§ **Text section**
"""
This book has developed the first rigorous, comparative, and empirically documented theory of the origins and operation of authoritarian coercive institutions. Coercion is central to theories of the state and to our intuitive understanding of dictatorship, yet political scientists have largely overlooked the variation that exists across the institutions that manage domestic surveillance, repression, and violence. The strategies of repression and patterns of violence that these regimes employ also differ in ways not fully explainable by existing theories. Simply put, authoritarian coercive institutions are not all alike, and neither is the violence that they produce. Today, when political developments in non-democratic regimes shape the fate of billions of individuals and shift the contours of global politics, it is important to understand why. This concluding chapter briefly reviews the main findings of the book, draws out the implications of the work for scholarship and policy, and identifies questions raised by the findings that suggest directions for future research.
"""
§ **Extracted material**
"""
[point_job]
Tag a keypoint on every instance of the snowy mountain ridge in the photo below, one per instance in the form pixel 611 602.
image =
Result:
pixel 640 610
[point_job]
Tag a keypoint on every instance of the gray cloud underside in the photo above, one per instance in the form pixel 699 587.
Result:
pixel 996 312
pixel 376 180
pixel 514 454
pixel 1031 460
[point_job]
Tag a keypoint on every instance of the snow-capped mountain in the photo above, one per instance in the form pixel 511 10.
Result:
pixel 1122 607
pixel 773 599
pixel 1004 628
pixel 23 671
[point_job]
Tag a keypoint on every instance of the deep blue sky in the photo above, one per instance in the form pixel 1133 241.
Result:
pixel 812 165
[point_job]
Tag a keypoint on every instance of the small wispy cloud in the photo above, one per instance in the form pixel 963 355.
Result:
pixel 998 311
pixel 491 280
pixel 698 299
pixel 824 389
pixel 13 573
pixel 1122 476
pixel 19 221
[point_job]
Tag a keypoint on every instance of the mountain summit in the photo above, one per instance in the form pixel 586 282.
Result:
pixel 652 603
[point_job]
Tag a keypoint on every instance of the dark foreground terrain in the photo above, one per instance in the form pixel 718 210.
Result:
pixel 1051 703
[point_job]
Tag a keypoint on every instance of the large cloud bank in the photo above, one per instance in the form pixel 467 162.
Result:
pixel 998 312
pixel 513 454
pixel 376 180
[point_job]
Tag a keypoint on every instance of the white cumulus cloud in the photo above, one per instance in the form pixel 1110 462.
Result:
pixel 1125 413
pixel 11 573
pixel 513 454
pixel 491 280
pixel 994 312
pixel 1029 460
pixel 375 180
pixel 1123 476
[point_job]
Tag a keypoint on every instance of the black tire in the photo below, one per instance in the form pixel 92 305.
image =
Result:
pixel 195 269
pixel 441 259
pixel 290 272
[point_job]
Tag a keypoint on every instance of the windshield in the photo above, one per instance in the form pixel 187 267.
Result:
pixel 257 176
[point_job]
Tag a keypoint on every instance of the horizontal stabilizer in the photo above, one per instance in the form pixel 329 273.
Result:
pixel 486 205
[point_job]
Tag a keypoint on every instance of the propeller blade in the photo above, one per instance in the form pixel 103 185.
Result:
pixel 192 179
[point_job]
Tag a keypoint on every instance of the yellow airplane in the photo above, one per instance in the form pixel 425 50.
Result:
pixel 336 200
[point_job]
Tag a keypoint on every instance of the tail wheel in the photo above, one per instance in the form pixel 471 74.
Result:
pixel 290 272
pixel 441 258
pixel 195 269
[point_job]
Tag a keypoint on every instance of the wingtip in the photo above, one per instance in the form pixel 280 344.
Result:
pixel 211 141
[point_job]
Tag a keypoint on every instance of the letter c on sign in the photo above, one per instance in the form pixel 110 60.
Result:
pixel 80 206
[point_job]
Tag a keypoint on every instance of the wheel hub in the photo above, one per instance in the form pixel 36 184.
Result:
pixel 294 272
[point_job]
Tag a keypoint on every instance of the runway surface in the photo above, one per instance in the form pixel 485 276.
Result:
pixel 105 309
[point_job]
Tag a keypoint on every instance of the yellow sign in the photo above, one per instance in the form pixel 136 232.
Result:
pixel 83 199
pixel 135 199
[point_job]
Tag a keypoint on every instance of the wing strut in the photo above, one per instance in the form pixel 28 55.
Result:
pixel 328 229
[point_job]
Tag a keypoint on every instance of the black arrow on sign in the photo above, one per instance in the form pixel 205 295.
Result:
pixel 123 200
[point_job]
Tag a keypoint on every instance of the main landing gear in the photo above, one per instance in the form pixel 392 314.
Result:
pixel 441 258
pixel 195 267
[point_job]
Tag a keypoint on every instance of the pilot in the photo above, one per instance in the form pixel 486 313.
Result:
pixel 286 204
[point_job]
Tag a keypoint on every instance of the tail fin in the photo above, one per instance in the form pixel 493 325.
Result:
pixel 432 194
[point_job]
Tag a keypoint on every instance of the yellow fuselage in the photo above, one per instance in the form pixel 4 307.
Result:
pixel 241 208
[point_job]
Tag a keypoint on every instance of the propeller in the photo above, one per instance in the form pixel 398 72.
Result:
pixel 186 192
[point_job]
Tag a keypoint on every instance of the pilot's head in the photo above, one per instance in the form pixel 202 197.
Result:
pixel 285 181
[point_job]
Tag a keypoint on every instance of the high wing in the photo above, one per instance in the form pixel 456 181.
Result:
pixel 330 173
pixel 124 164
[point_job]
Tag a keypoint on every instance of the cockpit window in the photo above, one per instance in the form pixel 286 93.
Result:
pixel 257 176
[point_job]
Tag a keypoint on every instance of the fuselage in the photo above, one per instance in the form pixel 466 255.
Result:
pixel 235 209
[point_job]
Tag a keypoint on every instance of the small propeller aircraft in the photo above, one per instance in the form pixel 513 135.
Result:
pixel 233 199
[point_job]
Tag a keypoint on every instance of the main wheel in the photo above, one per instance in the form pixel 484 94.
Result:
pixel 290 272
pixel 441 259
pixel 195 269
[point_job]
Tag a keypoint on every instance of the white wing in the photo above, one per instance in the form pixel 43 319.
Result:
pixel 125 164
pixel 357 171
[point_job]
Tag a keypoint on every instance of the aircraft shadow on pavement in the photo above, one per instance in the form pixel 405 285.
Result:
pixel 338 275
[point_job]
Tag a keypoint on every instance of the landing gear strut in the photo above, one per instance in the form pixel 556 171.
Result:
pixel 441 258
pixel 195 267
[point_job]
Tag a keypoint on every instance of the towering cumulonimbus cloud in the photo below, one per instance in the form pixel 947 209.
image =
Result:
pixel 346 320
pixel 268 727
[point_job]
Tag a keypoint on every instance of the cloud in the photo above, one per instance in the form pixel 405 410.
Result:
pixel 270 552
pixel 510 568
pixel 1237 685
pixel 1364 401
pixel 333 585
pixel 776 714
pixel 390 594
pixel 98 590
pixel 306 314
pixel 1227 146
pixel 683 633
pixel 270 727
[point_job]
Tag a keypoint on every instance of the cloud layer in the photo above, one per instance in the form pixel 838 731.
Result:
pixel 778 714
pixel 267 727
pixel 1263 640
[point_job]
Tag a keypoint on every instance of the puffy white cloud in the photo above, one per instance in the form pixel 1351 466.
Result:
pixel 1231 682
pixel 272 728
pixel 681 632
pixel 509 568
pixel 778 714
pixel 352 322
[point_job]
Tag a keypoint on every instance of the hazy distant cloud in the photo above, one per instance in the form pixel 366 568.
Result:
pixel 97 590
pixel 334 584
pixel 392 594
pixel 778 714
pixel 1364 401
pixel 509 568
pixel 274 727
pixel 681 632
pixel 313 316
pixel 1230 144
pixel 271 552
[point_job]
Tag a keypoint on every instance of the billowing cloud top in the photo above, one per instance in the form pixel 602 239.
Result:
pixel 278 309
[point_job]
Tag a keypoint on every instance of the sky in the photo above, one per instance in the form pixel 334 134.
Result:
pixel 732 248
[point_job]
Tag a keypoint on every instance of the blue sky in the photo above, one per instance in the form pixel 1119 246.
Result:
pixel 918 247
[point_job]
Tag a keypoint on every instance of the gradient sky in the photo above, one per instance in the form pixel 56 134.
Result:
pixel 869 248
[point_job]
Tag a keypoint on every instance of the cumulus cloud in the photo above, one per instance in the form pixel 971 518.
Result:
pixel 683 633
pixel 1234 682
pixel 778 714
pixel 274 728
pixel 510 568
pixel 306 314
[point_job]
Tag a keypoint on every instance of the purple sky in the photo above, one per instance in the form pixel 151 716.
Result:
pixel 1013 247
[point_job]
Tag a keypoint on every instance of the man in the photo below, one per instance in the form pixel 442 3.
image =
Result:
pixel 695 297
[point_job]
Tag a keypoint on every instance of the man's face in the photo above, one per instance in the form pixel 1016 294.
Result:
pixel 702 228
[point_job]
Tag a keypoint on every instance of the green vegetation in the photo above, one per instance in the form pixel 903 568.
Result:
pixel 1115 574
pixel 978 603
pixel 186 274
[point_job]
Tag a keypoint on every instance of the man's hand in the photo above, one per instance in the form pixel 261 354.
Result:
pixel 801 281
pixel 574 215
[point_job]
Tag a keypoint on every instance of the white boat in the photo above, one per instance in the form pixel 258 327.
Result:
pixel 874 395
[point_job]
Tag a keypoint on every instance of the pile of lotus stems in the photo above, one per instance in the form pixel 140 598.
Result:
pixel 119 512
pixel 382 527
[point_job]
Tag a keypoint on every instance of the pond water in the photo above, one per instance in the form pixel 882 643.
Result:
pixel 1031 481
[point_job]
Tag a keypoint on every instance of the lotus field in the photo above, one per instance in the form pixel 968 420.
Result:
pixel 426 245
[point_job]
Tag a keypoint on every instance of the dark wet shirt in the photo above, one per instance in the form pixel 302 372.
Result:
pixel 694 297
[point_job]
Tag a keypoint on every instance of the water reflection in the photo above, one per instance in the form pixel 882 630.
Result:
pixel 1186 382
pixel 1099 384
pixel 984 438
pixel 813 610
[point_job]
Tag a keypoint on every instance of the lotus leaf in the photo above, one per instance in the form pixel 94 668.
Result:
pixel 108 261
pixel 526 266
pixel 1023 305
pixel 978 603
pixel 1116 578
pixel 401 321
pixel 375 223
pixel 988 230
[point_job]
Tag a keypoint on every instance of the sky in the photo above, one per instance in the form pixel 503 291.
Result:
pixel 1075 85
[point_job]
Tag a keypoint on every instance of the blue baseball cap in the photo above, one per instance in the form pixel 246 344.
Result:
"""
§ **What is asked**
1. Report each row that contains the word "gear", copying those rows in full.
2. Carry on the passage about authoritarian coercive institutions from where it stops.

§ **Results by task**
1.
Tag a keypoint on every instance of the main landing gear in the photo above, one per instance in the form pixel 392 314.
Tag a keypoint on every instance of the landing gear strut in the photo above, one per instance in the form pixel 556 171.

2.
MAIN FINDINGS

The first half of this book examined the origins of coercive institutions, and explored the reasons for variations in their structure and social composition. It posited that autocrats face a “coercive dilemma”: a fundamental tradeoff between optimizing their internal security apparatus to deal with a popular threat, or coup-proofing it to defend against elite rivals. Coup-proofing against elite threats typically creates an internally fragmented security force, drawn from narrow and exclusive segments of society. Managing popular unrest, on the other hand, calls for a unitary, non-fragmented apparatus with broadly embedded, socially inclusive intelligence networks. Chapters 3, 4, and 5 demonstrated that autocrats construct coercive institutions based on whichever threat they perceive to be dominant at the time they come to power. Institutional inheritance and external influence are not immaterial, but they are rarely, if ever, decisive when it comes to coercive institutional design – not surprising since the fate of the autocrat himself rests on the performance of these institutions.

The second half of the book examined the effect of variations in coercive institutional structure and social composition on patterns of state violence. Chapters 6, 7, and 8 demonstrated that different coercive organizational characteristics give rise to predictable variations in state violence.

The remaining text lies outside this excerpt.